> [WHAT YOU SHOULD DO]: Reproduce the entries below word for word, leaving out the pictures.

Dataset entries about object locations:
* Begin *
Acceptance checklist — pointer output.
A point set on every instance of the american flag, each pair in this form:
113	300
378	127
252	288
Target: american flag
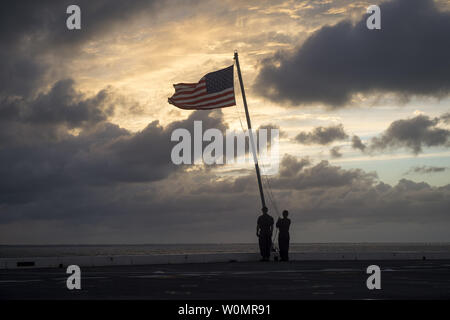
214	90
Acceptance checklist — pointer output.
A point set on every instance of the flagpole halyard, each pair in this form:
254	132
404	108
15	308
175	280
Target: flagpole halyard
249	125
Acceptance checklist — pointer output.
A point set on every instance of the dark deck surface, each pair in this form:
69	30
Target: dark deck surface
243	280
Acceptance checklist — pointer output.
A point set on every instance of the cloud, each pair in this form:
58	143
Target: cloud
* End *
> [EXPECTED OUTPUT]:
Acceptance checklist — pointer output.
A point set on every instance of the american flag, each pair in this form:
113	300
378	127
252	288
Target: american flag
214	90
Acceptance checklist — pointer output.
A point set on every instance of the flagpole halyard, each pair in this form:
254	132
404	108
15	308
175	280
Target: flagpole halyard
249	125
Acceptance checklist — pointer output.
A point set on every instance of the dark deck surface, each pair in this form:
69	30
Target: dark deck surface
243	280
Acceptance checklist — pointer output.
A point set on every instance of the cloud, each pair in this form:
58	143
Target: cloud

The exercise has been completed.